--- start of Available records ---
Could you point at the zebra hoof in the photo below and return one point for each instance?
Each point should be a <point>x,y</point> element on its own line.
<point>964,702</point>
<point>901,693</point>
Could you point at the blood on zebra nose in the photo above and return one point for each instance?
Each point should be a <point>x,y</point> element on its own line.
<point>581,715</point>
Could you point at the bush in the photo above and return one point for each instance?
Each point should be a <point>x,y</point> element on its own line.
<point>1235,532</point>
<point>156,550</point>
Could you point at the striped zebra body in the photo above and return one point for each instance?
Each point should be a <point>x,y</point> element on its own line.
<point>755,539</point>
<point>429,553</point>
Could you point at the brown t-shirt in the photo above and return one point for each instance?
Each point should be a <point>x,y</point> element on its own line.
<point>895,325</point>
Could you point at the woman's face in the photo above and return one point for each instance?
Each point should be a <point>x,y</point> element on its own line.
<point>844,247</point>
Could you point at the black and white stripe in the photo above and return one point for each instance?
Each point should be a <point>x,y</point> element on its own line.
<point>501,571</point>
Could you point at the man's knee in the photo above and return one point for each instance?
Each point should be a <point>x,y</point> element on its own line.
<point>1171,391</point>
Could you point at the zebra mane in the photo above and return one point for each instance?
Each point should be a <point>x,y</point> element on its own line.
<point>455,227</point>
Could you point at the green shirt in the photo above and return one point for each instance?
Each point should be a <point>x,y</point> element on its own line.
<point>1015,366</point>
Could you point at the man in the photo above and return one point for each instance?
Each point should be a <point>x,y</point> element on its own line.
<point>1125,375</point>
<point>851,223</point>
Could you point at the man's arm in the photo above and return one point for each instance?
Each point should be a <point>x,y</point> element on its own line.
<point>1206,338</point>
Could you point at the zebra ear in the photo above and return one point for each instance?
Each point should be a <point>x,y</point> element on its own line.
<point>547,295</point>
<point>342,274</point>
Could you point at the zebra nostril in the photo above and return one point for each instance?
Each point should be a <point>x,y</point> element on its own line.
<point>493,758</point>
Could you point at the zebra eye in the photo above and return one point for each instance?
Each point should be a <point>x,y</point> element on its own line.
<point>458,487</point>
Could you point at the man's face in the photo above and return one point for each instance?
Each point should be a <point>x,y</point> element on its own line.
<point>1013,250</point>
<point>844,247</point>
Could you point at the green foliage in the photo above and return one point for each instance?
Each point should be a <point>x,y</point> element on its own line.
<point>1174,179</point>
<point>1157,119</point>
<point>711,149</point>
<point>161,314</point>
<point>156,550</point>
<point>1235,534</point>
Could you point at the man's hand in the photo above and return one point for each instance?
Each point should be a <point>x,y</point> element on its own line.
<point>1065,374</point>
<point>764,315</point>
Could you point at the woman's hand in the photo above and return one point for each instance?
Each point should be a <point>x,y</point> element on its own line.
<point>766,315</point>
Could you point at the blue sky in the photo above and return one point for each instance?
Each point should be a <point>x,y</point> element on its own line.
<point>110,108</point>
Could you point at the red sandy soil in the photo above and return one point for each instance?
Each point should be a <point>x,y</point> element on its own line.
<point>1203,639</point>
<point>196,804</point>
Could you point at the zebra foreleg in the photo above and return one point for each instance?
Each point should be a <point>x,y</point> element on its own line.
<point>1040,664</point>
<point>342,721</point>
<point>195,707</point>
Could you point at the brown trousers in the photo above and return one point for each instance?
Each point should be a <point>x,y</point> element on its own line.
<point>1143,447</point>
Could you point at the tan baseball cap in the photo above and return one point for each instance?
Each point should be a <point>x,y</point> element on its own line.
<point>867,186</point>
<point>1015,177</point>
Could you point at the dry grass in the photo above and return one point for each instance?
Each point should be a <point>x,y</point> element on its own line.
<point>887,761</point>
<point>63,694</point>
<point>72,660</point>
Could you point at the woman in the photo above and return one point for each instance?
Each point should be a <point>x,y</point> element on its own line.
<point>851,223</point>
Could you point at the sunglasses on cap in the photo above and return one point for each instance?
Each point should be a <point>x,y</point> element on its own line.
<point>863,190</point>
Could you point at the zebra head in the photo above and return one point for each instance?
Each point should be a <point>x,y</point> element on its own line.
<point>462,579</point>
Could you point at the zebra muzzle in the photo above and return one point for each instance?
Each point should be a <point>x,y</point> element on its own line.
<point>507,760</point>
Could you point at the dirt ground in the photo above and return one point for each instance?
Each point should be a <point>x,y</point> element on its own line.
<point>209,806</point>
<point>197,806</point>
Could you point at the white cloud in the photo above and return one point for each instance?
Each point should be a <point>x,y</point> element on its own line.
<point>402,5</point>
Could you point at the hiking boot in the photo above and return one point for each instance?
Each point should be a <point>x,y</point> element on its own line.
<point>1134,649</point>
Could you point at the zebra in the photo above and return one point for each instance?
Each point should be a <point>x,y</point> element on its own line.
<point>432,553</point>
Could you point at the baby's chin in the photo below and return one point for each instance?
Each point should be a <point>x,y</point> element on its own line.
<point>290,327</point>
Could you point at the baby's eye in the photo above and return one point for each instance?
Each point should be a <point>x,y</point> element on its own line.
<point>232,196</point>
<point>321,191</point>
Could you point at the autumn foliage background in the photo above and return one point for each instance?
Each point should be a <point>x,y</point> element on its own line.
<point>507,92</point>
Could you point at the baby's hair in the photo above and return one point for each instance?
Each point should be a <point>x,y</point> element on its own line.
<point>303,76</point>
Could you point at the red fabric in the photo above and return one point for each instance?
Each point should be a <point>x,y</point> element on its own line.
--- end of Available records ---
* Task goal
Could you copy every one of the lines above word for word?

* Response for this exercise
Could you point at the zebra hoof in the photo below and return one point for each instance?
Each point should be a <point>x,y</point> element on its own line.
<point>964,702</point>
<point>901,693</point>
Could you point at the blood on zebra nose in the photo above and return one point for each instance?
Each point should be a <point>x,y</point> element on its own line.
<point>581,715</point>
Could you point at the bush in the photo above and return one point for each instance?
Each point should be a <point>x,y</point> element on its own line.
<point>1235,532</point>
<point>156,550</point>
Could you point at the striped zebra body in the photo above and return one point for each instance?
Each point should be a <point>x,y</point> element on its own line.
<point>755,539</point>
<point>429,553</point>
Could you point at the brown t-shirt in the photo above and return one point for each instance?
Each point should be a <point>x,y</point> element on its own line.
<point>895,325</point>
Could you point at the woman's face in the photo above and return one point for each instance?
Each point should be a <point>x,y</point> element on its own line.
<point>844,247</point>
Could you point at the black and white stripe in the photo above and return one point for each instance?
Each point should be a <point>x,y</point> element on its own line.
<point>501,571</point>
Could you point at the man's knee in the photo above and return one point for each instance?
Each point should be a <point>x,y</point> element on its own line.
<point>1171,391</point>
Could you point at the zebra mane in the photo above and return one point for each instance?
Each point should be a <point>x,y</point> element on its own line.
<point>455,227</point>
Could you point at the green shirt in the photo above and return one point for each instance?
Each point should be a <point>x,y</point> element on its own line.
<point>1015,366</point>
Could you point at the man in the photo above and return one point for each instance?
Each point should be a <point>x,y</point> element on its own line.
<point>1125,375</point>
<point>851,223</point>
Could you point at the man's arm in the photo above and return one point for each instance?
Each point should be a <point>x,y</point> element on its own line.
<point>1206,338</point>
Could you point at the zebra ear in the photo above and return one point for each instance?
Each point should be a <point>x,y</point> element on its own line.
<point>547,295</point>
<point>342,274</point>
Could you point at the zebra nostril in the photo above and return one point for each instance?
Each point should be a <point>x,y</point> element on its own line.
<point>493,758</point>
Could you point at the zebra eye in the photo above and return one point for each instance?
Each point should be a <point>x,y</point> element on its own line.
<point>458,487</point>
Could you point at the man's face in the photo above and return one point for each instance?
Each point should be a <point>x,y</point> element on its own line.
<point>1013,250</point>
<point>844,247</point>
Could you point at the green foliage in the photo above and return one point for each instance?
Each point should be a <point>x,y</point> element on its own line.
<point>1174,179</point>
<point>1157,119</point>
<point>711,149</point>
<point>161,314</point>
<point>156,550</point>
<point>1235,534</point>
Could you point at the man's hand in the photo above and return one point for each instance?
Each point should be a <point>x,y</point> element on its own line.
<point>1065,374</point>
<point>764,315</point>
Could you point at the woman's hand in the photo above and return one point for each instance?
Each point should be a <point>x,y</point> element on its own line.
<point>766,315</point>
Could you point at the blue sky in the photo above and return one point for each instance?
Each point should be a <point>x,y</point> element on its own line.
<point>110,108</point>
Could you point at the red sandy soil in the photo above and return one point for each instance?
Each point should be a <point>x,y</point> element on its own line.
<point>1203,639</point>
<point>196,804</point>
Could you point at the zebra foreleg in the photo above and return one point for each instance?
Each point should be a <point>x,y</point> element on its own line.
<point>1040,664</point>
<point>342,721</point>
<point>195,707</point>
Could you point at the brown trousers in the photo above and return one point for each instance?
Each point should be a <point>x,y</point> element on its own line.
<point>1143,447</point>
Could you point at the tan baseball cap in the photo above and return one point for each instance?
Each point should be a <point>x,y</point> element on its own line.
<point>867,186</point>
<point>1015,177</point>
Could you point at the dry grass in the photo above and return one point for each instance?
Each point should be a <point>x,y</point> element on its own line.
<point>887,761</point>
<point>63,694</point>
<point>72,660</point>
Could you point at the woman in the photo above and return one point for each instance?
Each point should be a <point>x,y</point> element on its own line.
<point>851,223</point>
Could you point at the sunglasses on cap in the photo above and return one point for each instance?
Each point should be a <point>x,y</point> element on its own line.
<point>863,190</point>
Could you point at the zebra head in the photo above and return one point for each instance?
Each point should be a <point>x,y</point> element on its own line.
<point>462,579</point>
Could you point at the zebra muzzle in the photo above and return one point for each instance?
Each point should be a <point>x,y</point> element on its own line.
<point>507,760</point>
Could you point at the dirt ground in the photo above and return one point for each instance?
Each point should be a <point>x,y</point> element on its own line.
<point>209,806</point>
<point>197,806</point>
Could you point at the white cloud in the photo above and return one point for each instance?
Each point should be a <point>x,y</point> element on its own line.
<point>402,5</point>
Could you point at the hiking boot in the photo above and return one point for each instance?
Each point should be a <point>x,y</point> element on its own line.
<point>1134,649</point>
Could you point at the zebra in the photo above and return one point for each instance?
Each point should be a <point>x,y</point> element on its own line.
<point>432,553</point>
Could you point at the baby's chin in the photo below and return one point for each instance?
Each point should be a <point>x,y</point> element on its own line.
<point>290,327</point>
Could you point at the baby's eye in the photo above and return one point for each instance?
Each point should be a <point>x,y</point> element on its own line.
<point>232,196</point>
<point>321,191</point>
Could you point at the autumn foliage background in the photo above and return one point for each instance?
Each point should be a <point>x,y</point> element on its own line.
<point>507,92</point>
Could you point at the baby's hair in the photo above and return one point for each instance?
Each point should be a <point>x,y</point> element on its own line.
<point>303,76</point>
Could you point at the red fabric in the photo above and return one point for each instance?
Each point should be a <point>x,y</point> element on its own line.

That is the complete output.